**提供テキスト**:
当社は、気候変動がもたらすリスクおよび機会の財務的影響を把握し開示することを目的とした「気候関連財務情報開示タスクフォース(TCFD)※」の提言への賛同を表明し、気候変動に関する情報の適切かつ積極的な開示に努めています。

※Task Force on Climate-related Financial Disclosures.
金融安定理事会(FSB)により2015年に設立

ガバナンス

気候関連リスクと機会にかかわるガバナンス

エスペックグループの主力事業である環境試験事業(販売・サービス・受託試験)は、使用時のエネルギー消費に起因するCO2排出量が大きく、冷凍機に冷媒として使用されているフロンは気候変動に影響を与えます。当社事業が気候変動に与える影響は大きいと認識しています。また、グループ会社であるエスペックミック株式会社が展開する環境保全事業等では、気候変動により直接的にも間接的にもさまざまな影響を受けます。気候変動問題は、当社の中長期的な事業リスク・機会に大きな影響を与えると考えています。

当社は「持続可能な社会の実現のために事業で貢献する環境経営」を目指しており、この考えに基づいて環境保全上のマテリアリティ(重要課題)を特定しています。まず、事業活動のどの段階でどれくらいの環境負荷が発生しているかを「環境影響評価」で評価・把握し、課題を抽出しています。さらに、外部・内部の課題の分析、主たる事業拠点が立地する地域(行政)・地域住民、顧客、供給者(取引先)、従業員、投資家などのステークホルダーからのニーズと期待を整理しています。その結果抽出された課題と、中期経営計画との整合を図り、環境保全上の重要課題を環境中期計画に落とし込んでいます。

**データ部**:
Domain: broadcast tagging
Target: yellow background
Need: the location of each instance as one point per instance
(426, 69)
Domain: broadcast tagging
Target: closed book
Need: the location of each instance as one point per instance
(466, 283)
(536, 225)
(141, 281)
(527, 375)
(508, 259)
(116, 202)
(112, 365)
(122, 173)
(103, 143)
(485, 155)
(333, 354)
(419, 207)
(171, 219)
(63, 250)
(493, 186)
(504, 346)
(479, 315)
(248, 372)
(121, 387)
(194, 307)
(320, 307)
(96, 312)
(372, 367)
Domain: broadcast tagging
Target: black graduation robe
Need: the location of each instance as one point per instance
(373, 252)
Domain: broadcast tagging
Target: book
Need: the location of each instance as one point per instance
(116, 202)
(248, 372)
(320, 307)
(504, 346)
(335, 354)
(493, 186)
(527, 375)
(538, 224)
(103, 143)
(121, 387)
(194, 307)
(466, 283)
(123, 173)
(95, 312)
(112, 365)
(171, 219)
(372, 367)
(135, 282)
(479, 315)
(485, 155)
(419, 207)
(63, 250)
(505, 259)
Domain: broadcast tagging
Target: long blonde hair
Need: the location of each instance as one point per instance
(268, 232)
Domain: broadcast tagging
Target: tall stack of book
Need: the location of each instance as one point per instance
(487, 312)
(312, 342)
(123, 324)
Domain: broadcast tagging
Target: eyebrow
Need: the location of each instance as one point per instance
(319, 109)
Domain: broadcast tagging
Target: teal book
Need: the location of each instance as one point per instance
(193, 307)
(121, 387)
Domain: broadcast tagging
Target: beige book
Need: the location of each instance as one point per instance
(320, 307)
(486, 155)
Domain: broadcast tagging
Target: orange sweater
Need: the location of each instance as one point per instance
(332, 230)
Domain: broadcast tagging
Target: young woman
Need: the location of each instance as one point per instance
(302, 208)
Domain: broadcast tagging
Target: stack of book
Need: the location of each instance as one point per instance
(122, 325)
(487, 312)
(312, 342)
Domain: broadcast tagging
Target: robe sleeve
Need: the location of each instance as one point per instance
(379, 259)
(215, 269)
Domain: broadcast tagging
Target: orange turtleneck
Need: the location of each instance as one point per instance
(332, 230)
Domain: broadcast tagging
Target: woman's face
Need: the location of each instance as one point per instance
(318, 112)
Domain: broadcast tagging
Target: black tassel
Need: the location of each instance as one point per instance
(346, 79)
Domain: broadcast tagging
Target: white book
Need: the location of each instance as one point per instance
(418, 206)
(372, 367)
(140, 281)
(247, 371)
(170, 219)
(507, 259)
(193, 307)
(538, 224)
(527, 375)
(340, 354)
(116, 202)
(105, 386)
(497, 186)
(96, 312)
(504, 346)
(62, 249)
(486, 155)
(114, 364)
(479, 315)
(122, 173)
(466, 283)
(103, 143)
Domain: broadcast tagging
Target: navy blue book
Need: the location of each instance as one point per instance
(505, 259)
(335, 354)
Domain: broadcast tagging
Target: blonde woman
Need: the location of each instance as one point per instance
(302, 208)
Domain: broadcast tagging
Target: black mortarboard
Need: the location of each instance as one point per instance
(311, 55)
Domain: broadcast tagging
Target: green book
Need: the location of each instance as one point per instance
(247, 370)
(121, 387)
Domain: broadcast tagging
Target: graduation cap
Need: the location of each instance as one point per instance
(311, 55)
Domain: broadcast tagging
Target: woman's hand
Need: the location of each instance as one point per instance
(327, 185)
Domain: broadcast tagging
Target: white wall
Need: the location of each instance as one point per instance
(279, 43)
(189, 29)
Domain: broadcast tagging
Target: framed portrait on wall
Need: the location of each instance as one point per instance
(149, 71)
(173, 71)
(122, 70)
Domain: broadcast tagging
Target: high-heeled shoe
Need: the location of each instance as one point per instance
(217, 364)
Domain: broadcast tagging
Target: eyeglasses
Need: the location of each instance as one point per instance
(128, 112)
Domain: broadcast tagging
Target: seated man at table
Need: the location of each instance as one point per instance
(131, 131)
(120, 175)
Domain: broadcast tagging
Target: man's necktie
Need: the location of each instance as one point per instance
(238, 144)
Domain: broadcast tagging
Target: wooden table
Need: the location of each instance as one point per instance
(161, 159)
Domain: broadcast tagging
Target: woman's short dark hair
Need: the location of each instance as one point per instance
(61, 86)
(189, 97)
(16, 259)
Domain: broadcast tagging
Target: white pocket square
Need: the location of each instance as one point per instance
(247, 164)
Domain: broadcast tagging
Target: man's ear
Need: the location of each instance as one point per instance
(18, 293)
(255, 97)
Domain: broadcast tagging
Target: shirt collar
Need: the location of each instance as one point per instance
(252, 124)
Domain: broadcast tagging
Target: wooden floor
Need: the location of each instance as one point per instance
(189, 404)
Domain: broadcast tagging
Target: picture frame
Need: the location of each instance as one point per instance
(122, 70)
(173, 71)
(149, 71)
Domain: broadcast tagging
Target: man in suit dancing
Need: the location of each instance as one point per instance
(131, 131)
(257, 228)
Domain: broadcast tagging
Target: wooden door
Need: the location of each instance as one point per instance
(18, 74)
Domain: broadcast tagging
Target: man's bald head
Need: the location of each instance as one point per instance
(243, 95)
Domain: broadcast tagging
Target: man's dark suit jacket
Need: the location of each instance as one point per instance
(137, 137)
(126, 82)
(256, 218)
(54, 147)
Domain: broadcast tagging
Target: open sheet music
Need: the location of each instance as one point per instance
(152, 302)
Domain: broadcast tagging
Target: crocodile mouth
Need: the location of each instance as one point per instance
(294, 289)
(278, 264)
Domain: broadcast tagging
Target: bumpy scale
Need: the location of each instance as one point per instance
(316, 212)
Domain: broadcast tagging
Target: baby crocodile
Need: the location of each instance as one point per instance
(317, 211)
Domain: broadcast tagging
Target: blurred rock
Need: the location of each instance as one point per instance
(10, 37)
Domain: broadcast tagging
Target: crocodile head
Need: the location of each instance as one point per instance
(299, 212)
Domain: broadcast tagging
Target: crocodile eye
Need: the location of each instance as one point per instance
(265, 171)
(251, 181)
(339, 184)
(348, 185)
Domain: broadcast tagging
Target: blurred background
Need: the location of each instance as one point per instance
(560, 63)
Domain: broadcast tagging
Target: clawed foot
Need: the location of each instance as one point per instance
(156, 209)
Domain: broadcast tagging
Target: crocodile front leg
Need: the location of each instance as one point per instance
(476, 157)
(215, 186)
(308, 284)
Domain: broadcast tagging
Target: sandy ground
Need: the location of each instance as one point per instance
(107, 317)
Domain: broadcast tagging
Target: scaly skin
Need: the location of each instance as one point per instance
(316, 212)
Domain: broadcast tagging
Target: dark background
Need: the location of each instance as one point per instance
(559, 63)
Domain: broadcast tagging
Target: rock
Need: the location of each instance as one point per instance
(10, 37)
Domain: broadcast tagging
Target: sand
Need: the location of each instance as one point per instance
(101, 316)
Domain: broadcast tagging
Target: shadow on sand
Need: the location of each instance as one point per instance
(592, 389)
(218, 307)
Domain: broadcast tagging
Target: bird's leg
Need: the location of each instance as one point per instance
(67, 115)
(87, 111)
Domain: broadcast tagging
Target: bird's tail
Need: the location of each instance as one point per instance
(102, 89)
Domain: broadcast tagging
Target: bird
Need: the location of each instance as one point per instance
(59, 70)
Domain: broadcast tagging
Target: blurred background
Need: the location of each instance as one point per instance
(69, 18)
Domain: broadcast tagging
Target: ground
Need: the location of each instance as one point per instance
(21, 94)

**課題 1**:
気候関連開示の文章のうち、「金融安定理事会(FSB)により2015年に設立」から「期計画に落とし込んでいます。」までを、両端を含めて一字一句違えずに書き出してください。
**課題 2**:
気候関連開示の文章によれば、TCFDはいつ、どの機関によって設立されましたか。
**課題 3**:
気候関連開示の文章を、最後の文に続けて書き継いでください。
データ部の資料は、気候関連開示の文章とは別個のものです。

**課題の結果 1**:
金融安定理事会(FSB)により2015年に設立

ガバナンス

気候関連リスクと機会にかかわるガバナンス

エスペックグループの主力事業である環境試験事業(販売・サービス・受託試験)は、使用時のエネルギー消費に起因するCO2排出量が大きく、冷凍機に冷媒として使用されているフロンは気候変動に影響を与えます。当社事業が気候変動に与える影響は大きいと認識しています。また、グループ会社であるエスペックミック株式会社が展開する環境保全事業等では、気候変動により直接的にも間接的にもさまざまな影響を受けます。気候変動問題は、当社の中長期的な事業リスク・機会に大きな影響を与えると考えています。

当社は「持続可能な社会の実現のために事業で貢献する環境経営」を目指しており、この考えに基づいて環境保全上のマテリアリティ(重要課題)を特定しています。まず、事業活動のどの段階でどれくらいの環境負荷が発生しているかを「環境影響評価」で評価・把握し、課題を抽出しています。さらに、外部・内部の課題の分析、主たる事業拠点が立地する地域(行政)・地域住民、顧客、供給者(取引先)、従業員、投資家などのステークホルダーからのニーズと期待を整理しています。その結果抽出された課題と、中期経営計画との整合を図り、環境保全上の重要課題を環境中期計画に落とし込んでいます。

**課題の結果 2**:
2015年に金融安定理事会(FSB)によって設立されました。

**課題の結果 3**:
第8次環境中期計画では、地球温暖化対策と生物多様性を経営上の重要な課題として掲げており、低炭素技術開発分野への製品・サービスの提供や、環境配慮型製品の開発・提供、事業活動におけるCO2排出量の削減などに取り組み、環境経営をさらに推進してまいります。

当社では、1996年度より代表取締役 執行役員社長を委員長とする全社環境管理委員会において、四半期ごとに当社グループの環境課題に対する実行計画の策定と進捗モニタリングを行っています。代表取締役 執行役員社長は、「執行役員会」の議長を担うと同時に、諮問委員会である「全社環境管理委員会」の委員長も担っており、環境課題に係る経営判断の最終責任を負っています。「全社環境管理委員会」では全社共通の目標管理、各種案件の審議などを行っています。ここでの決定が、それぞれの会社、事業所、事業部に展開され、活動が推進されます。
取締役会は、四半期ごとに「全社環境管理委員会」で協議・決議された内容の報告を受けることで、当社グループの環境課題への対応方針および実行計画等についての議論・監督を行っています。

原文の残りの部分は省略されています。